## The data

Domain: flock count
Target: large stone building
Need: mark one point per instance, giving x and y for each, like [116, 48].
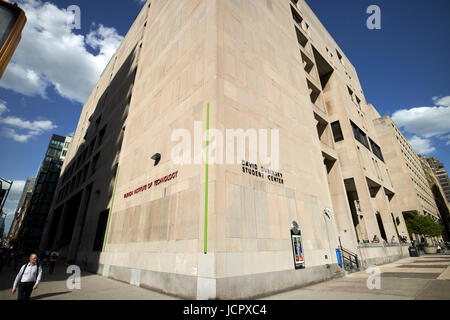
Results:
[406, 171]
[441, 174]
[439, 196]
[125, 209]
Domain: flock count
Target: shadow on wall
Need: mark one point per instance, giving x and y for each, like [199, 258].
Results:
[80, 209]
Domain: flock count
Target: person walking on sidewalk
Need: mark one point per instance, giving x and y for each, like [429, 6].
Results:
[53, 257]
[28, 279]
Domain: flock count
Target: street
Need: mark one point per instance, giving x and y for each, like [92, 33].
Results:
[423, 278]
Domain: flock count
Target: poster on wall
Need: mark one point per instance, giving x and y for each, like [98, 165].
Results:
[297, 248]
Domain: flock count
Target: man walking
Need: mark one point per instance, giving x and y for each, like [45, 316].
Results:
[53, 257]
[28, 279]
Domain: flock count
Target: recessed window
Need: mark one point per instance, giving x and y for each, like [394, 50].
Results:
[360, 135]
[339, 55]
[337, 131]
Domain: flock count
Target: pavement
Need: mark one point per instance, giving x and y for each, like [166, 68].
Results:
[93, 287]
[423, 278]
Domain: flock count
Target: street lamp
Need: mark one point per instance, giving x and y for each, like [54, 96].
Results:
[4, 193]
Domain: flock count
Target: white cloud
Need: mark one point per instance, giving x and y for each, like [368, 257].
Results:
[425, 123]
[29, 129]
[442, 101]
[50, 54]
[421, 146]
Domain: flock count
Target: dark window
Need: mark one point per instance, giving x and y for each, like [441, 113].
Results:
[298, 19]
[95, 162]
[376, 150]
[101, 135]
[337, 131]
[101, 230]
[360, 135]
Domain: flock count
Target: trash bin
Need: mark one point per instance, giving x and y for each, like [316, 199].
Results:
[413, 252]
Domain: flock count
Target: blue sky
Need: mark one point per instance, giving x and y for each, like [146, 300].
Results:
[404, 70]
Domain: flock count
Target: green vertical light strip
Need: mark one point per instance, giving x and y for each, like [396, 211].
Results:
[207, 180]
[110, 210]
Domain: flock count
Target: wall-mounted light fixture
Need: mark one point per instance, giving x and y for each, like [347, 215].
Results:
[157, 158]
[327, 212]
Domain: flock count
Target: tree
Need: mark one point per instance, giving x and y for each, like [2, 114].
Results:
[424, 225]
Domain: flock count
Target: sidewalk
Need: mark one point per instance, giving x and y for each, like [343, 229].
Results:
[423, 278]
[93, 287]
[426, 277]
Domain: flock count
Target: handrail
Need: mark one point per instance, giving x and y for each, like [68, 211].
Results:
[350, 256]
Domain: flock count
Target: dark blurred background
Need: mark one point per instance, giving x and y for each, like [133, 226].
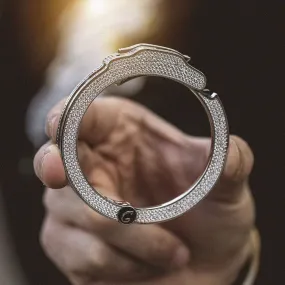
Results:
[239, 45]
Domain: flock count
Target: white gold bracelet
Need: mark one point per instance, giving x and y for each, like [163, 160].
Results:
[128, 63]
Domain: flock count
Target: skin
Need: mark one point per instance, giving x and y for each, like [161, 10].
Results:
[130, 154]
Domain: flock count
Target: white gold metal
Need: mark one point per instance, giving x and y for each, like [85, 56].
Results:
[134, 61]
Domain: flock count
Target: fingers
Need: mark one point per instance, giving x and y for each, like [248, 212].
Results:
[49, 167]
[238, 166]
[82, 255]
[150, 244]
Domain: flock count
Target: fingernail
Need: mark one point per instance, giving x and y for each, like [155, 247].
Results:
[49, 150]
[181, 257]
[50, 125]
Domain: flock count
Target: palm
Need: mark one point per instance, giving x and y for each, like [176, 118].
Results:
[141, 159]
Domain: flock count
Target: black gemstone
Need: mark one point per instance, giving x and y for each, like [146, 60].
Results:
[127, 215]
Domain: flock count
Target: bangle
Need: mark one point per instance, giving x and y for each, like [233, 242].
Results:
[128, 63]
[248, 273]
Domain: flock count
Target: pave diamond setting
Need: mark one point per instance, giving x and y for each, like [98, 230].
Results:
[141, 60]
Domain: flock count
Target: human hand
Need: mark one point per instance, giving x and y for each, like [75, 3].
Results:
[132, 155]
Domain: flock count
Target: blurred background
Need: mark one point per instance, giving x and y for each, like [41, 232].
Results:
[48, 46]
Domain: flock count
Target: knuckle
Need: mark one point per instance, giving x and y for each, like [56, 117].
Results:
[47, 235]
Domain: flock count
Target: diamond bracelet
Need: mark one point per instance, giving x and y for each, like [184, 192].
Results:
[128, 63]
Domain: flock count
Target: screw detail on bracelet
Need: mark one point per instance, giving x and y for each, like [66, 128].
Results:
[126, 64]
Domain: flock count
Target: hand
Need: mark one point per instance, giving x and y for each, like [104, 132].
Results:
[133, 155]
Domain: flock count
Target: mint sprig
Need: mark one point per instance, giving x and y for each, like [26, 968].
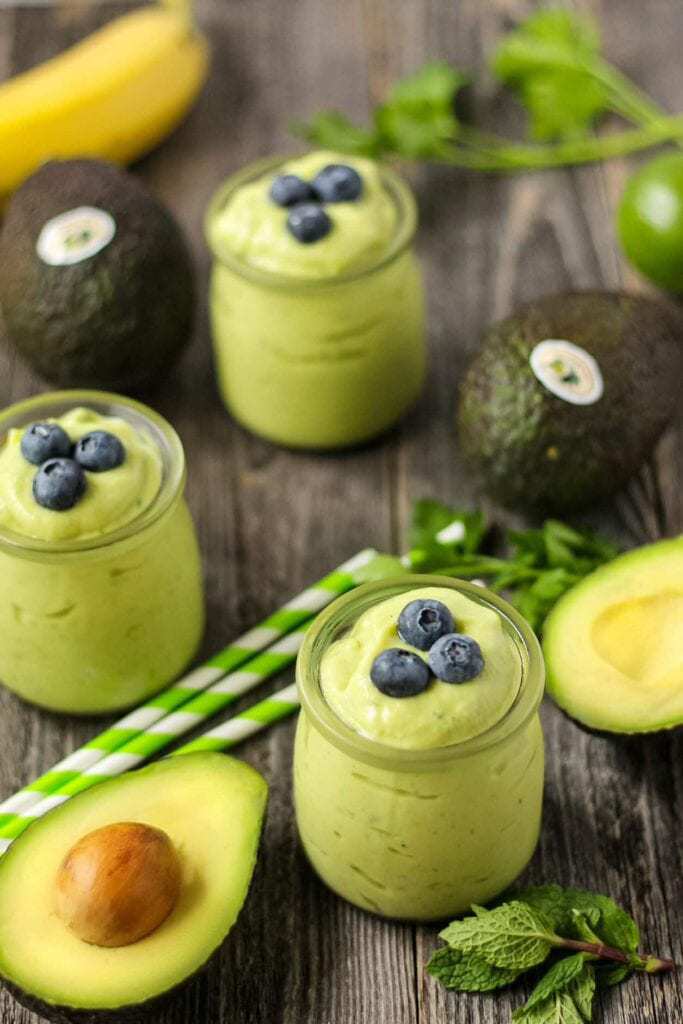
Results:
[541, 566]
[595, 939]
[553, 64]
* * *
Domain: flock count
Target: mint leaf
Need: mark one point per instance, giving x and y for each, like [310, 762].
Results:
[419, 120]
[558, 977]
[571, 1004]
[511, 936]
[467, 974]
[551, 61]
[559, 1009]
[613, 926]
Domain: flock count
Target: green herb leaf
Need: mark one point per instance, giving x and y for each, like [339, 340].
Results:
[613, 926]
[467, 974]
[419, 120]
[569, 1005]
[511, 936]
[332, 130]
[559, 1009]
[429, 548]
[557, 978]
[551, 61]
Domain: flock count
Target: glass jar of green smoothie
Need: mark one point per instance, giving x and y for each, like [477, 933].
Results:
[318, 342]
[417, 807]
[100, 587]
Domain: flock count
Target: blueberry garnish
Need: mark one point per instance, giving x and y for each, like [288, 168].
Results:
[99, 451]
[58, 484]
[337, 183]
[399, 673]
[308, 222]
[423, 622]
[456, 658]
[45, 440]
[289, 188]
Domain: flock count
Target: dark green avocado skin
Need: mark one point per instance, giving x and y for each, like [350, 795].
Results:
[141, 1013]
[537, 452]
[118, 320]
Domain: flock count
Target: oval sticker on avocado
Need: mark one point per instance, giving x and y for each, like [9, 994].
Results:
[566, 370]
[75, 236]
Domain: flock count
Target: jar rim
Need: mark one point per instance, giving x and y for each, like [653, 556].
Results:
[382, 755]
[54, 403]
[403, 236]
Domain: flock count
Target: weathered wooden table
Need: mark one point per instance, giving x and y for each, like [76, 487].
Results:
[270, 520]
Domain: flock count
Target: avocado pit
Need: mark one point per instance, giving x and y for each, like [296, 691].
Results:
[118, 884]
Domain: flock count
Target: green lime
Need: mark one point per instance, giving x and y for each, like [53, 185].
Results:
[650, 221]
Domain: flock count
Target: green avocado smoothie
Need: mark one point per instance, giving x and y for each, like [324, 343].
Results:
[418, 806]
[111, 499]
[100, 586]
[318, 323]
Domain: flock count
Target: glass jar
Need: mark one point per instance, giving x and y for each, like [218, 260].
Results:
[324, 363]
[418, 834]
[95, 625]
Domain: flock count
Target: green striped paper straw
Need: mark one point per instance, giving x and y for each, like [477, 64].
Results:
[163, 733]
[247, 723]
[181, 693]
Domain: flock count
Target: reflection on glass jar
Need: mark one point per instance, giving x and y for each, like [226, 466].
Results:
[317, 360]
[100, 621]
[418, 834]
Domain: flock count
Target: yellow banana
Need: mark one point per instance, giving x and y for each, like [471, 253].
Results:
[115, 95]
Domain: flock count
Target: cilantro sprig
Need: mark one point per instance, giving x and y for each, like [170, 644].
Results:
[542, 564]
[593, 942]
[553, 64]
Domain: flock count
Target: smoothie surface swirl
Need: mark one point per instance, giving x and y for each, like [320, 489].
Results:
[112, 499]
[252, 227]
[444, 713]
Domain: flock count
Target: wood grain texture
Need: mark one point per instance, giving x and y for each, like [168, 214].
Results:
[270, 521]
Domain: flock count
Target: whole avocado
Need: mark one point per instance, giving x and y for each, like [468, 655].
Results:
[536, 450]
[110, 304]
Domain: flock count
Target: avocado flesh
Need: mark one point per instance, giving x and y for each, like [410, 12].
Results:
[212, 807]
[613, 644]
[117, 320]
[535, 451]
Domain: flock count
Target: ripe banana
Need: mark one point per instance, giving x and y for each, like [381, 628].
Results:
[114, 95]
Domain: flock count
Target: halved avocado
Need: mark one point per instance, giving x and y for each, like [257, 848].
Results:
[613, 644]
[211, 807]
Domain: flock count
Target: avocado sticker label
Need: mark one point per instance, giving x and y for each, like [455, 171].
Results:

## The problem
Please go through the data above and copy each line that has the word "sticker".

## Exercise answer
Target: oval sticker on avocado
Target: avocado sticker label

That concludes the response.